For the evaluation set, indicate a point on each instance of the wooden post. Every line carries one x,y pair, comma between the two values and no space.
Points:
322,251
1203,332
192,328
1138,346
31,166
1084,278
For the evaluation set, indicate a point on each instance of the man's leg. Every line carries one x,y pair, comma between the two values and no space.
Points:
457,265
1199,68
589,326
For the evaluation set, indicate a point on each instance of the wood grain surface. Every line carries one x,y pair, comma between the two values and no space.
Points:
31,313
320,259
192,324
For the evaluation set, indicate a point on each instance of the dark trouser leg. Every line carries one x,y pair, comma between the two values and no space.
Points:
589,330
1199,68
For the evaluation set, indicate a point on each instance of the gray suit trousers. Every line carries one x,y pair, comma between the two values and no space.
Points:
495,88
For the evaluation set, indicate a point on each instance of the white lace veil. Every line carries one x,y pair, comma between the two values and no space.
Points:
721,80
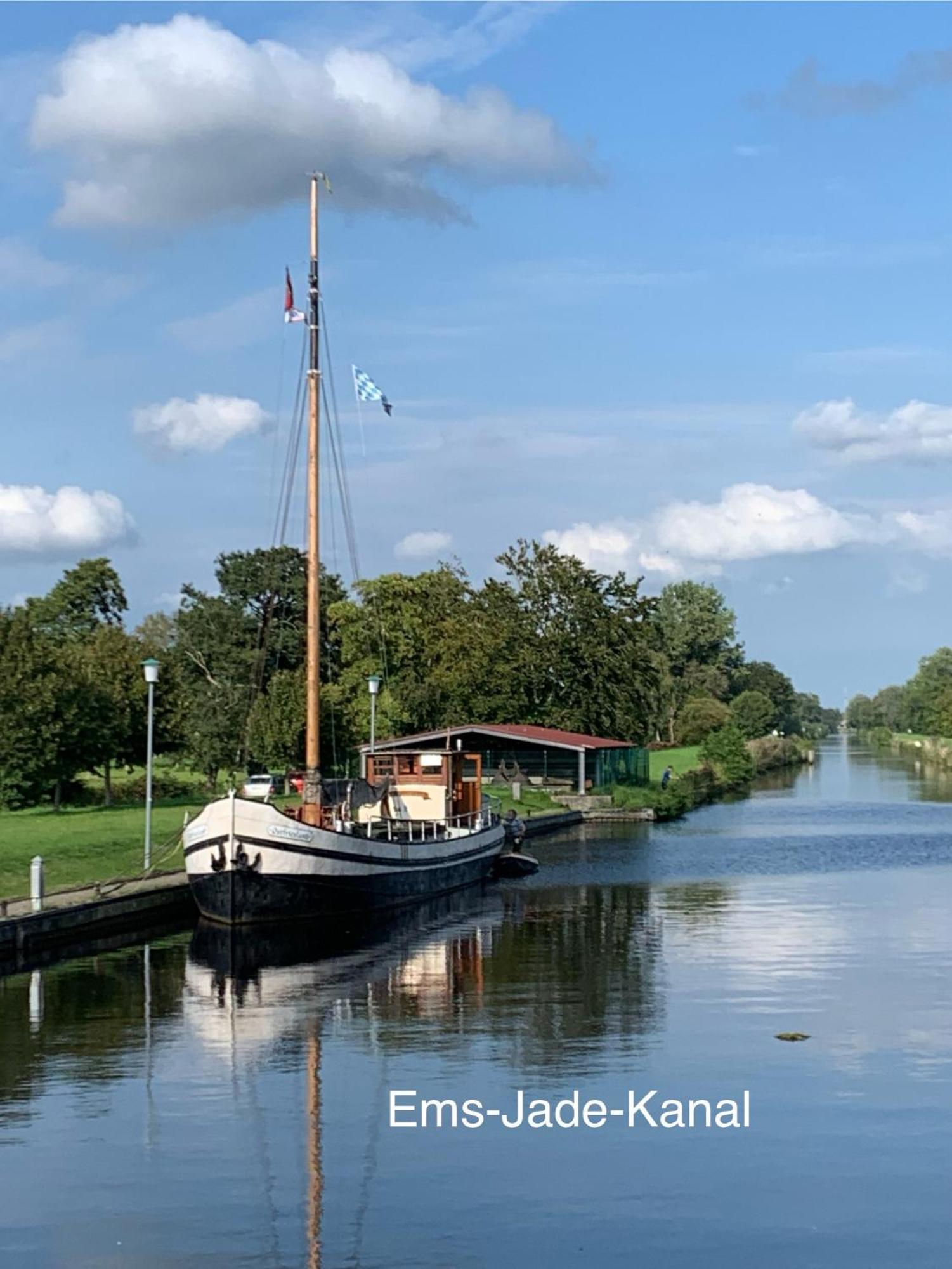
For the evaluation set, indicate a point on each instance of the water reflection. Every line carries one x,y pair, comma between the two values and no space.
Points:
221,1100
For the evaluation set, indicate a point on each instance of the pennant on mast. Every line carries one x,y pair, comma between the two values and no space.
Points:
367,390
291,314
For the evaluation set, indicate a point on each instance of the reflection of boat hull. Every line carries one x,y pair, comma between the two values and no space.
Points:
247,862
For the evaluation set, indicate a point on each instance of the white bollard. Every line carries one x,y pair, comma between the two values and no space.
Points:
36,883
+---+
**WRITTEN EXERCISE:**
Begin at the line that has "of the water" and stop after the final line of the listing. Lay out those lines, both ends included, as a JSON list of strings with one string per line and blank lines left out.

**ANSWER TO THIS EXERCISE:**
[
  "For the evaluation set, indicate a point on each instance of the water reflection. Every line carries one x,y pair, comma between the two values and no space.",
  "Points:",
  "221,1100",
  "For the evaluation set, indicate a point on each instance of the pennant on mast. Every line carries one x,y pair, comma between the two values and no space.",
  "Points:",
  "367,390",
  "291,314",
  "For the evaluation set, indicate a point on each instance of the reflection of boat hull. Every line carries one x,y pair, comma between the two values and no space.",
  "Points:",
  "247,862",
  "For the evaluation set, indicate a point on each instance of the white bollard. Every line carries one x,y pair, comma between the two values and no space.",
  "Points:",
  "36,883"
]